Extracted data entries
******************************
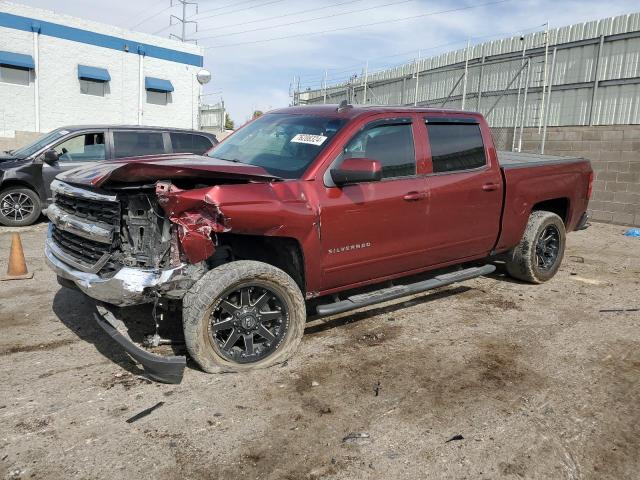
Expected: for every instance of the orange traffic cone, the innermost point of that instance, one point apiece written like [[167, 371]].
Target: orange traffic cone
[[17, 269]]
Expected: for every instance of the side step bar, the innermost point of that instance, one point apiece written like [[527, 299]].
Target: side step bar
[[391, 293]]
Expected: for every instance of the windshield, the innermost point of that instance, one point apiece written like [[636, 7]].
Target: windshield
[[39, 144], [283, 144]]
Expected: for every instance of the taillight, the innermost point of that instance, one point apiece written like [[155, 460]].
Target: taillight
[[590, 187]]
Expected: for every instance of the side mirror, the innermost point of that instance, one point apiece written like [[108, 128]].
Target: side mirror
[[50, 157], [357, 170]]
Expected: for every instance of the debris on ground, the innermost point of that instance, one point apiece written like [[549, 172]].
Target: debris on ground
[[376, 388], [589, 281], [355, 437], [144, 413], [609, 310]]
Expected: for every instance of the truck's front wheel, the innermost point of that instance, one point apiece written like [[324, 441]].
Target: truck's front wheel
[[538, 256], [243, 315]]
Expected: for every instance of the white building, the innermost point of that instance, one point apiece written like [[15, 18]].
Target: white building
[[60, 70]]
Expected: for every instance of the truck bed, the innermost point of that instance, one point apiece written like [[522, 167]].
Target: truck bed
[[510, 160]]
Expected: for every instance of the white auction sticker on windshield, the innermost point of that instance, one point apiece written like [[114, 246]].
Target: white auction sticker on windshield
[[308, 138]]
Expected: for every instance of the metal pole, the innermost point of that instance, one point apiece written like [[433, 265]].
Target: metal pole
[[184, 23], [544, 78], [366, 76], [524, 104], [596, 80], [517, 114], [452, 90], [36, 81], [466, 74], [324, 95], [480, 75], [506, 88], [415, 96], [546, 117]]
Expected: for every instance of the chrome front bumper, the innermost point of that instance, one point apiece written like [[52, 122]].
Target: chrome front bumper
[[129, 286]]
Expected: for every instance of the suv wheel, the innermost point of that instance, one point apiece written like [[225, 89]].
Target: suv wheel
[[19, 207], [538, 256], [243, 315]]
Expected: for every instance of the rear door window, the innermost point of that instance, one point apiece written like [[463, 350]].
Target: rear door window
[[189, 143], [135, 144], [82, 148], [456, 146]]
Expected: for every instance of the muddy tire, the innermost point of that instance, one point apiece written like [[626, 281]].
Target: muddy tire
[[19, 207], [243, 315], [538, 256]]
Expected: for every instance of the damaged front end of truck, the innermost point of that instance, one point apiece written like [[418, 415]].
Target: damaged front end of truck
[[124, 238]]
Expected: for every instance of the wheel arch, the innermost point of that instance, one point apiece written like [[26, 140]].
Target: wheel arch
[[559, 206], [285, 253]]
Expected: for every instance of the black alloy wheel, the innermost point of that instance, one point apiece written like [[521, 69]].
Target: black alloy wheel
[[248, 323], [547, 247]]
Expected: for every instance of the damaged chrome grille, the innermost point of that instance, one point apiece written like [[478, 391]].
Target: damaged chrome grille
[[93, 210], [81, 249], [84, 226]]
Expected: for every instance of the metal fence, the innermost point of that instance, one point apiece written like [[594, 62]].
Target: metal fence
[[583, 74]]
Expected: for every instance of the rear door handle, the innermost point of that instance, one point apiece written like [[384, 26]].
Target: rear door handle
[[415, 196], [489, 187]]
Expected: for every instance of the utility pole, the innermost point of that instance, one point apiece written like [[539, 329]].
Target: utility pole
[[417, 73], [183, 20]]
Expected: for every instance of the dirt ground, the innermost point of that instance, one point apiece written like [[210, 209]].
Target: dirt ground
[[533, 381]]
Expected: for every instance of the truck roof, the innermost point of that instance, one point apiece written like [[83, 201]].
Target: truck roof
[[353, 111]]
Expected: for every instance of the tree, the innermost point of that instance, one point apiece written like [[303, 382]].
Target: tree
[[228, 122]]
******************************
» **EXERCISE INSTRUCTIONS**
Return all the records above exactly, pictures omitted.

» **ANSWER TO THE EXERCISE**
Expected: for every instance of the orange traffic cone, the innermost point of that instance, one point apiece written like [[167, 371]].
Target: orange traffic cone
[[17, 269]]
Expected: for every instance of the side step bar, the innermost point of that instance, one point apiece written like [[527, 299]].
Target: side step bar
[[391, 293]]
Expected: for every instance of the windshield, the innermost point of that instance, one point apiece written like [[636, 7]].
Target: windshield
[[39, 144], [283, 144]]
Expected: for every instance of the taillight, the innermost point of that instance, one point apiece written like [[155, 460]].
Target: taillight
[[590, 187]]
Expected: for every instance of the side mirror, the innermost point of that instance, one point apiece written like [[108, 128]].
Target: side mirror
[[50, 157], [357, 170]]
Expected: for every instance of the debris on ground, the innermost point of that instance, one point apiece written like [[549, 172]].
Target: debris on ground
[[376, 388], [589, 281], [355, 437], [144, 413], [609, 310]]
Expected: for every instance of the truck's front wheel, the innermost point of that instance, one point apiece written like [[324, 441]].
Target: truck's front wheel
[[538, 256], [243, 315]]
Expected: for every instance of the white building, the innermost point of that instance, one point apiece written like [[15, 18]].
Target: white building
[[60, 70]]
Expected: for every instance of the truck bed, the innermost point of that instance, one point apiece written like [[522, 167]].
Target: truck bed
[[510, 160]]
Expected: for every instance of the white auction sticker on windshield, the innermost point of that instance, one point apiece written like [[114, 246]].
Target: white auction sticker on windshield
[[308, 138]]
Expected: for every instance of the metal pole, the innermost point of that instance, one point apiece written like [[433, 265]].
Target: metal pole
[[184, 23], [544, 78], [366, 76], [524, 104], [596, 80], [517, 114], [452, 90], [36, 81], [466, 74], [324, 95], [480, 75], [506, 88], [415, 96], [546, 117]]
Expected: for every instance of the chrome front bumper, the innermost point of that instance, one point apiece written like [[52, 122]].
Target: chrome front bumper
[[129, 286]]
Expected: for every instance of the suv wheel, the innermost point of that instance, one point apiece written like [[225, 89]].
Target: suv wheel
[[19, 207], [538, 256], [243, 315]]
Expected: for every instance of the rear door window, the innermost point of that instance, one point apiece written like [[463, 350]].
Target: rear door window
[[189, 143], [135, 144], [82, 148], [456, 146]]
Expected: for every instance of the muddy tire, the innermost point of that instance, one point apiece written like [[626, 281]].
Target: muddy tire
[[19, 207], [243, 315], [538, 256]]
Expected: for every instance of the damaged front end of truck, the innermost point of that instance, one point apiece written like [[418, 415]].
Target: damaged front end of truck
[[124, 238]]
Expected: for every instance of the wheel arch, the innermost point of that instance, one point apiece written like [[26, 140]].
Target: wheel arch
[[559, 206], [285, 253]]
Expected: for every instance of the black alloy wheel, the innermost point of that instance, one point apiece written like [[521, 69]].
Target: black alloy wheel
[[248, 323], [547, 247]]
Expected: for every instance of the damaged chrome grille, the innermost point of that instance, one point apiece written like [[478, 391]].
Target: damaged chrome grille
[[93, 210], [81, 249], [84, 226]]
Expected: for every instance of the metal fence, the innermost point of that instance, one point apiece written like [[594, 62]].
Target: metal fence
[[583, 74]]
Expected: for every instance of the rear door handle, the innermost point of that instance, one point apiece written like [[384, 26]].
Target: rear door handle
[[415, 196], [489, 187]]
Expected: for every instance of the utility pole, the innermost point of that instance, one point apiece written like [[539, 329]].
Target: utility pole
[[417, 73], [183, 20]]
Expected: for every instance of the dirt ground, the innermost point of that instance, one point apiece written like [[210, 209]].
Target: dirt ground
[[533, 381]]
Expected: for every instance of the truck roof, the innermost point of that instance, one point apiece written like [[83, 201]].
Target: truck roof
[[353, 111]]
Expected: for every instance of the tree, the innermost point of that instance, one point apiece written like [[303, 382]].
Target: tree
[[228, 122]]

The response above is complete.